**BRANO FORNITO**:

========

Vendemmia Tardiva – Comicità a 99 cents (umorismo spicciolo)
Partiamo con i simpatici punk-rocker della Vendemmia Tardiva: un gruppo toscano che con questo ep appena pubblicato cerca di strapparci una risata (il pogo lo lasciamo ai live, che immaginiamo sudati e molto intensi).
Come ci provano? È presto detto. Un punk rock non troppo violento, ma energico e veloce, suonato non malissimo, arrangiato in modo molto classico, ma che a qualche estimatore del genere potrebbe anche piacere. La qualità è da autoproduzione, ma si lascia ascoltare (se avete un po’ il gusto del caos lo-fi). Dunque… qual è il problema?
Il problema, alla fine, sta tutto qua: la risata non scatta (ma neanche un sorrisino, eh). Ora, questa potrebbe essere per loro anche un’ottima notizia: l’umorismo, come il senso del bello, è qualcosa di molto soggettivo, e magari ciò che non fa ridere me fa ridere tutti gli altri 59 milioni e rotti di potenziali ascoltatori italiani. Ma a me, proprio, i Vendemmia Tardiva non fanno ridere.
I testi sono deboli, di un umorismo da cazzata tra amici (“spicciolo”!), che però non tiene in piedi un disco intero (e chissà se mai potrebbe). Il problema con i gruppi “umoristico-demenziali” è che per far ridere davvero devono essere a prova di bomba, devono saper esagerare, creare un universo-barzelletta e riempirlo di storie, di invenzioni, devono sorprendere, stupire (cfr. EELST, Skiantos…). Qui si sta sul non-sense spinto de “La differenza tra Pacchia e Pacchiano”, ci si incammina verso l’angolo “satirico” (ma con veramente tremila virgolette) di “Caso nazionale”, si sterza su questioni adolescenziali come in “Rompere il ghiaccio” o “La dura realtà”, ma non si arriva mai a piegare forzatamente le labbra dell’ascoltatore in un felice e liberatorio sorriso (o sorrisino che sia). Carina l’idea di “Acquarello impressionista di un dopo-festa”, che rimane (chissà poi perché) quella che mi piace di più. “Il senso della vite” è già stato usato come calembour dai Perturbazione (qui): ecco, quello (dei Perturbazione…) è un esempio di canzone che fa “sorridere”, anche se ovviamente non è in tale direzione che vogliono andare i Vendemmia Tardiva, che sono un po’ più “grossolani” – e, in questo senso, ottima la grafica del booklet e del Bandcamp (coordinata), che rende moltissimo l’idea: colori accesi, fotomontaggi naif, un’atmosfera da discount, cheap, molto “Paint”… uno stile che sta avendo grande successo nello humour post-meme & rage-faces (avete presente Shilipoti?).

========

**DATI FORNITI**:
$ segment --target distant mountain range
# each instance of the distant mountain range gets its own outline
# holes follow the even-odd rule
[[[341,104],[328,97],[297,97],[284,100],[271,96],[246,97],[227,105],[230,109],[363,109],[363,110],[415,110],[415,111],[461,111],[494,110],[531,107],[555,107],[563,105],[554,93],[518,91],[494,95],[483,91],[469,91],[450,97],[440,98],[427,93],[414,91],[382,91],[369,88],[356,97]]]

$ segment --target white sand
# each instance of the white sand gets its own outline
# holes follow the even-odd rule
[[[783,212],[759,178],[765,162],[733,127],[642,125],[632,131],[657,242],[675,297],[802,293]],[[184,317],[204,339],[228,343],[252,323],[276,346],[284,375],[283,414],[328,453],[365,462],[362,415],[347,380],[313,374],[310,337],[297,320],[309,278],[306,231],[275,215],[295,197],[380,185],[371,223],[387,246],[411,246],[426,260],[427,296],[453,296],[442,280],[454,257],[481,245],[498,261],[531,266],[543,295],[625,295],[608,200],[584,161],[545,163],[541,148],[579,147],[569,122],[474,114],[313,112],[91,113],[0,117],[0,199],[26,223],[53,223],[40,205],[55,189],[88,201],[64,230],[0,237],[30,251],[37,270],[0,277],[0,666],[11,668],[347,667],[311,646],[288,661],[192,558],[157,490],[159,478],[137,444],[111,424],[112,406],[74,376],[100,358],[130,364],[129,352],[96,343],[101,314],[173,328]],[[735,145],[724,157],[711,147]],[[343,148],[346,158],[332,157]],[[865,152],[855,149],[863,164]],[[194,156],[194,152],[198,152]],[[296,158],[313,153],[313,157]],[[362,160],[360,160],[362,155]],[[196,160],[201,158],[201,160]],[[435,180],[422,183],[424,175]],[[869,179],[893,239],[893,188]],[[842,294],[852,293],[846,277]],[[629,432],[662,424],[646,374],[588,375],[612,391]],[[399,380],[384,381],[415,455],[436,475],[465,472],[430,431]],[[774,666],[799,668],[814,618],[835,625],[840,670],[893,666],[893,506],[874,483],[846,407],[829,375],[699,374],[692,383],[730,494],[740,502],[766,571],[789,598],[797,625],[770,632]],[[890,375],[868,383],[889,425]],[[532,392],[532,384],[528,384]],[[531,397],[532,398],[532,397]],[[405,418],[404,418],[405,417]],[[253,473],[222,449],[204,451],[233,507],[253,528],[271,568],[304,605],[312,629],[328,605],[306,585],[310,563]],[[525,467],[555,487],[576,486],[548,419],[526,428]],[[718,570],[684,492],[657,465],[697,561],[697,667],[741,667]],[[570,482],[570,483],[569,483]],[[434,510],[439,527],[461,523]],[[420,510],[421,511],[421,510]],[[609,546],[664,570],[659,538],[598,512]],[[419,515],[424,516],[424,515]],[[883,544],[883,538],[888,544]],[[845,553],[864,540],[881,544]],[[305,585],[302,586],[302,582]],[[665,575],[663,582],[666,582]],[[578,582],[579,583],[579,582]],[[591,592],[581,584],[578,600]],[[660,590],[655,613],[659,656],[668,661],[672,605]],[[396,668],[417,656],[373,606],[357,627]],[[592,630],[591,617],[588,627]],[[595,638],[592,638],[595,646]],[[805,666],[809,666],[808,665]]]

========

**SFIDE PROPOSTE**:
**1)** Nella recensione dell'ep dei Vendemmia Tardiva, quale canzone piace di più all'autore?
**2)** Riprendi la recensione dell'ep dei Vendemmia Tardiva e continuala dopo la sua ultima frase.
Le voci sono materiale a sé, distinto dalla recensione.

**RISULTATI ESERCIZI**:
**1)** "Acquarello impressionista di un dopo-festa".

**2)**
Leggere il testo di “Ironia” mi aveva fatto sperare in un colpo di coda finale, una canzone seria sul sentimento ironico che ci spinge a fare i cazzoni come ultimo sputo finale sulla faccia della Realtà… e invece il risultato è una cover di Guccini (non so quanto voluta) in cui manca completamente l’atmosfera quasi tragica che dovrebbe avere il canto solitario di un buffone che vuole sfidare la morte (bellissima e archetipica immagine). Manca l’atmosfera proprio perché ironica: si vuole sorridere esagerando una verità, gonfiandola di paroloni e vestendola di barbosa cantautoralità, con il risultato di produrre una canzone che mantiene il peggio di entrambi i mondi – il barocco del cantautorato che si sta tentando di prendere in giro e la leggerezza un po’ infantile della presa in giro stessa nei confronti di un argomento di cui si potrebbe dire moltissimo (e seriamente).
Il mio consiglio, personalissimo, è: continuate a divertirvi, se questo vi fa divertire. Spaccatevi di vino (anche per me, che ho smesso di bere), sfondatevi di concerti (c’è sempre bisogno di band come questa dopo la terza pinta) e fate uscire un ep ogni tanto come quei testoni de Le Materie Prime. Ma se avete più di vent’anni provate a sperimentare di più, ad osare di più, a “pensarla” di più. E non vogliatemi male, magari sono io quello sbagliato: a conti fatti, se Dolan continua a farmi ridere, non devo essere poi tanto normale.